● **Exercise details**:
Reproduce the records below word for word, leaving out the pictures.

● **Source data**:
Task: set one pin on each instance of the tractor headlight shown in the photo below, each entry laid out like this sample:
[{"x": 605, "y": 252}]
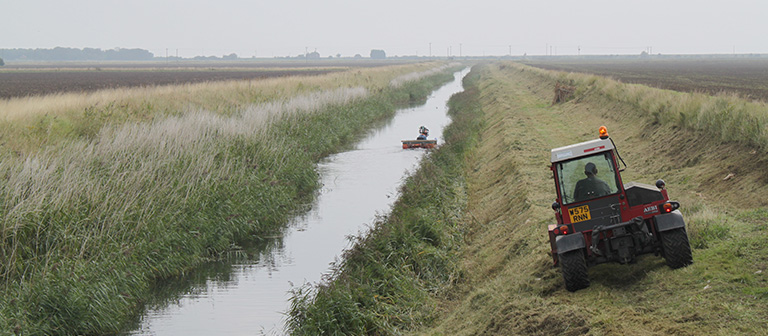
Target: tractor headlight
[{"x": 669, "y": 207}]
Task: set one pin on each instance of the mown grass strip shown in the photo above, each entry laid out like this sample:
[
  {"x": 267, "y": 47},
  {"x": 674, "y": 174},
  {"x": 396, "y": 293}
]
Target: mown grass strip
[
  {"x": 90, "y": 225},
  {"x": 384, "y": 283}
]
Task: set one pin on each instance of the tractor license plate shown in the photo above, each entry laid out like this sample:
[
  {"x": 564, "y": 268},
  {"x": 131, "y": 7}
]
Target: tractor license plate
[{"x": 579, "y": 214}]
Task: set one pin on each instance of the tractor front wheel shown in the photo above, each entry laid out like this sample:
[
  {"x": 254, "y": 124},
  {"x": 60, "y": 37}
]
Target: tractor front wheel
[
  {"x": 677, "y": 249},
  {"x": 574, "y": 269}
]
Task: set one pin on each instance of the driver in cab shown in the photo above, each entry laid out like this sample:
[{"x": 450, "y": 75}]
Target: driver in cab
[{"x": 591, "y": 186}]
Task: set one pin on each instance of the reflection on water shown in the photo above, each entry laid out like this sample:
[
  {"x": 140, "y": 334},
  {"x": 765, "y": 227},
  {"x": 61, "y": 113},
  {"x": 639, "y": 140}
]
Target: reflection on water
[{"x": 249, "y": 294}]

● **Problem solution**:
Task: set one pin on each instance of the tractor headlight shown in the photo below, each entry laid out like this sample:
[{"x": 605, "y": 252}]
Target: tractor headlight
[{"x": 669, "y": 207}]
Task: set one pin on each instance of the mown grass strip shown in the photo above, each entry laid out like this sample:
[
  {"x": 267, "y": 47},
  {"x": 674, "y": 174},
  {"x": 396, "y": 293}
]
Target: mown grass strip
[
  {"x": 90, "y": 225},
  {"x": 384, "y": 283}
]
Task: set one pin on each instance of the tractor license plate shown in the photo above, each entry laid out like this sample:
[
  {"x": 564, "y": 268},
  {"x": 131, "y": 7}
]
Target: tractor license plate
[{"x": 579, "y": 214}]
Task: set one pin on each instance of the tractor front wheel shown in the photo above, each entry laid out like this sample:
[
  {"x": 254, "y": 124},
  {"x": 60, "y": 37}
]
Target: tractor front wheel
[
  {"x": 677, "y": 249},
  {"x": 574, "y": 269}
]
Task: set one pin on each instance of the driver in cab shown in the photo above, each entry laid out like this sample:
[{"x": 450, "y": 75}]
Target: driver in cab
[{"x": 591, "y": 186}]
Task: set one pin on each instance of the reflection on water shown in the photo above, each entry laid out like this sample:
[
  {"x": 140, "y": 334},
  {"x": 765, "y": 227},
  {"x": 61, "y": 113},
  {"x": 639, "y": 140}
]
Target: reflection on water
[{"x": 249, "y": 294}]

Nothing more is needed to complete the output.